--- BEGIN ---

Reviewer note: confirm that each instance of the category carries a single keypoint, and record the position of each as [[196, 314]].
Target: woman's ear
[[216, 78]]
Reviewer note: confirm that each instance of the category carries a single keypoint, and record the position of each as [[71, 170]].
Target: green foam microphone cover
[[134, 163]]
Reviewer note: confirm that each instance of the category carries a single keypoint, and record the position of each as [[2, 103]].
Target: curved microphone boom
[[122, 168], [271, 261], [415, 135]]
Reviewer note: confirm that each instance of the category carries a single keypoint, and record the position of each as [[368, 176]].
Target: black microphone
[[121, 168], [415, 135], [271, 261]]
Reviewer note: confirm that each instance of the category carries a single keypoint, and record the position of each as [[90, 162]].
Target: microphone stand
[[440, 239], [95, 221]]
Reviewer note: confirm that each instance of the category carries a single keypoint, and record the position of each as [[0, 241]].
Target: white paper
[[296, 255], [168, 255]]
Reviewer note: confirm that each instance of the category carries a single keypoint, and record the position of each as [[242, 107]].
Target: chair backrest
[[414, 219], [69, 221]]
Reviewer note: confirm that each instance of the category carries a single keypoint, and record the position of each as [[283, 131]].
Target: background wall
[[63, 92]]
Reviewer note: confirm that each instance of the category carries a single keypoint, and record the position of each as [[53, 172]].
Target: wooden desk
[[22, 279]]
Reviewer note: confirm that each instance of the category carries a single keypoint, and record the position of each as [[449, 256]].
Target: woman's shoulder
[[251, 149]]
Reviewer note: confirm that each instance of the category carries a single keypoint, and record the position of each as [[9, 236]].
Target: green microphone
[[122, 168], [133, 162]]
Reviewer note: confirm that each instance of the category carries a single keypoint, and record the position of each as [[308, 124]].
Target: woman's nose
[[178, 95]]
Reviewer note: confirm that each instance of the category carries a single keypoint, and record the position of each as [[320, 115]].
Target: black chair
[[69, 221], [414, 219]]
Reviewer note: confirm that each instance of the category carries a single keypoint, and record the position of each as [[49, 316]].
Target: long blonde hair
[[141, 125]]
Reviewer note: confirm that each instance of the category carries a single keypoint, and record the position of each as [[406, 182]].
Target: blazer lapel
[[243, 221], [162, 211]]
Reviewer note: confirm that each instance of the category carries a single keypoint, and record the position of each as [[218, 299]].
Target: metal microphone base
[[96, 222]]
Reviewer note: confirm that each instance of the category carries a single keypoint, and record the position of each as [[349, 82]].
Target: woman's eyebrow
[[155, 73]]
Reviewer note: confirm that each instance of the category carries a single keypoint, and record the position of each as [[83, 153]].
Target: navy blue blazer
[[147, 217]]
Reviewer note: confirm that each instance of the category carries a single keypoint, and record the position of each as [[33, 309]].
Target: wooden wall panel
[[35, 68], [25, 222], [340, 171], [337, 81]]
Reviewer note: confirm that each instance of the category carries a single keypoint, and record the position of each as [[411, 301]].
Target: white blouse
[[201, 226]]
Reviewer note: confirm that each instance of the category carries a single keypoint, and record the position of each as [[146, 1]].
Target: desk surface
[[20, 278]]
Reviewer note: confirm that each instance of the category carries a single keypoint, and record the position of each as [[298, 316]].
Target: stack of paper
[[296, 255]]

--- END ---

Return all of the rows above word for word, with no changes.

### Written reply
Reviewer note: confirm that each instance of the category carries a single keypoint, and record the position of each as [[196, 314]].
Target: woman's ear
[[216, 78]]
Reviewer note: confirm that each instance of the category carries a single keypoint, and record the position of each as [[71, 170]].
Target: green foam microphone cover
[[134, 163]]
Reviewer note: confirm that each instance of the category carries a single keypoint, and record the position of each as [[2, 103]].
Target: curved microphone boom
[[122, 168], [271, 261], [415, 135]]
Reviewer note: confirm that each instance of the category carries a single keypoint, and record the position of each as [[368, 176]].
Target: black microphone
[[121, 168], [415, 135], [271, 261]]
Reviewer note: confirm that each instance of the category carries a single keypoint, and record the position of each as [[90, 162]].
Target: microphone stand
[[440, 239], [95, 221]]
Reviewer note: confirm that each instance of the category carries a single keypoint, and record the position of each as [[0, 241]].
Target: white paper
[[296, 255], [168, 255]]
Reviewer note: confirm that each instance of the category carries a single keypoint, and record the position of each as [[242, 107]].
Target: chair backrest
[[414, 219], [69, 221]]
Reviewer note: confirm that each instance of the category carries a single keypoint, and record the position of each as [[283, 131]].
Target: background wall
[[63, 92]]
Reviewer note: confirm that each instance of the category carries a single keypoint, and record the position of each as [[53, 172]].
Target: wooden desk
[[22, 279]]
Reviewer note: confirm that each instance of the category carries a single keypoint, and record the position of each as [[449, 256]].
Target: woman's shoulder
[[251, 149]]
Reviewer note: confirm that each instance of the category carries a single keypoint, and record the position of each as [[9, 236]].
Target: green microphone
[[122, 168], [133, 162]]
Reviewer note: confirm that each instance of the category carries a single keypoint, and record the position of each as [[308, 124]].
Target: woman's nose
[[178, 95]]
Reviewer note: confirm that each instance of the category carries a single keypoint, and record the position of each as [[320, 115]].
Target: black chair
[[69, 221], [414, 219]]
Reviewer note: confirm that each instance of the category carries a single keypoint, and record the position of each as [[49, 316]].
Target: long blonde hair
[[141, 125]]
Reviewer note: confirm that each instance of the category carries a single keypoint, and record the position of each as [[406, 182]].
Target: blazer lapel
[[243, 221], [162, 211]]
Reviewer note: confirm that each instance of the category carries a single keypoint, and record the position of each as [[218, 299]].
Target: metal microphone base
[[96, 222]]
Reviewer note: confirm that each instance of the category carries a single keypoint, and record the position of each as [[349, 82]].
Target: woman's eyebrow
[[155, 73]]
Reviewer note: confirm that each instance of the category carries a single keypoint, and record the position of each as [[83, 153]].
Target: navy blue blazer
[[147, 217]]
Reviewer note: confirm that each instance of the category carries a single keypoint, and record the position of each as [[33, 309]].
Target: wooden wall panel
[[35, 68], [25, 222], [340, 171], [337, 81]]
Reviewer note: confirm that each instance of the category carries a single keypoint, and record the position of each as [[411, 301]].
Target: white blouse
[[201, 226]]
Reviewer note: confirm that each instance of the category carries a single keypoint, and record the position of each as [[146, 1]].
Target: desk surface
[[20, 278]]
Reviewer note: confirm that each instance of the category carries a single keypoint, and record the position of each as [[298, 316]].
Target: stack of paper
[[296, 255]]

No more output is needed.